■ SOURCE TEXT ■
☆ ☆ ☆ ☆ ☆

QORA-4B

Pure Rust multimodal inference engine based on Qwen3.5-4B. No Python, no CUDA, no external ML frameworks. Single executable + model weights = portable AI that runs on any machine.

GPU accelerated — auto-detects Vulkan (Windows/Linux) or Metal (macOS) GPU and runs inference on it. Falls back to CPU if no GPU available. Smart system awareness — detects RAM and CPU at startup and adjusts generation limits automatically.

License

This project is licensed under Apache 2.0. The base model Qwen3.5-4B is released by the Qwen team under Apache 2.0.

What It Does

QORA-4B is a 4-billion parameter language model with built-in vision. It can:

Text generation — answer questions, write code, reason through problems
Image understanding — describe photos, answer questions about images
Video understanding — analyze frame sequences, describe motion and temporal changes
Thinking mode — extended chain-of-thought reasoning with configurable budget

Architecture

QORA-4B uses a hybrid architecture combining two attention mechanisms:

Component	Details
Parameters	4B total
Hidden dim	2560
Layers	32 (24 DeltaNet + 8 Full Attention)
Layer pattern	3x DeltaNet + 1x Full Attention, repeated 8 times
Vocabulary	248,320 tokens
Context	262K tokens natively

DeltaNet Layers (24 of 32)

Gated linear attention with delta rule state updates
16 QK heads + 32 V heads, head_dim=128
Causal Conv1d (kernel=4) + SiLU activation
O(1) memory per token (recurrent state, no KV cache needed)

Full Attention Layers (8 of 32)

Grouped Query Attention (16Q / 4KV heads), head_dim=256
QK-norm + partial RoPE (64/256 dims rotated), theta=10M
Output gating (sigmoid gate on attention output)
Standard KV cache

Vision Encoder

24-layer ViT, hidden=1024, 16 heads
Conv3d patch embedding [1024, 3, 2, 16, 16] (temporal_patch_size=2)

☆ ☆ ☆ ☆ ☆

■ SET TASK A ■
For each statement about the QORA-4B description, answer yes or no and quote the words from the description that settle it: (i) The model has 32 layers, 24 of which are DeltaNet layers. (ii) The engine needs CUDA to run inference on a GPU. (iii) The full attention layers work without a KV cache.
■ SET TASK B ■
Write the next part of the QORA-4B description, starting right after its final line.
The lines after this point come from a separate source.

■ DATA ■
☆ ☆ ☆ ☆ ☆

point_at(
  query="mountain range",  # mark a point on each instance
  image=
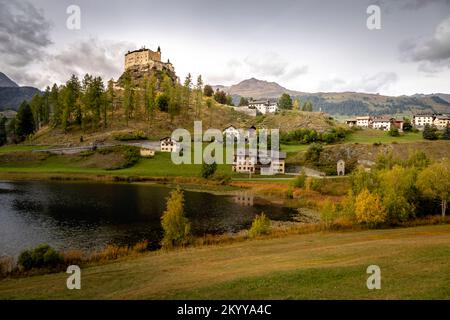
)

☆ ☆ ☆ ☆ ☆

■ RIGHT ANSWER A ■
(i) Yes: "32 (24 DeltaNet + 8 Full Attention)"
(ii) No: "No Python, no CUDA, no external ML frameworks."
(iii) No: "Standard KV cache"

■ RIGHT ANSWER B ■
Learned positional embedding with bilinear interpolation from 48x48 grid
2D spatial RoPE (dim=32, theta=10000)
2x2 spatial merger: LayerNorm → concat → MLP(4096 → 2560)
Images: single frame duplicated along temporal axis
Video: actual Conv3d over consecutive frame pairs (N frames → N/2 temporal patches)

GPU Support

QORA-4B automatically detects and uses your GPU via the Burn framework's wgpu backend:

Windows/Linux: Vulkan
macOS: Metal (Apple Silicon and Intel)

Attempting GPU inference...
GPU initialized successfully
VRAM probe: 256MB OK
Weights loaded to GPU in 5.9s
Prefill: 97 tokens in 21.8s (4.5 tok/s)
Decode: 96 tokens in 29.3s (3.27 tok/s)

Mode	Decode Speed	Prefill Speed
GPU	~3.3 tok/s	~4.5 tok/s
CPU	~1.3 tok/s	~1.9 tok/s

GPU gives a ~2.5x speedup over CPU. Use --cpu to force CPU-only inference.

VRAM requirements: ~2 GB for Q4 weights + cache. Fits in 4+ GB GPUs. Embedding and lm_head stay on CPU (vocab=248K is too large for VRAM).

GPU prefill optimization: DeltaNet layers use a hybrid approach — batch all matrix projections on GPU, then run the lightweight sequential state update on CPU. This avoids per-token GPU round-trips and achieves near-optimal throughput.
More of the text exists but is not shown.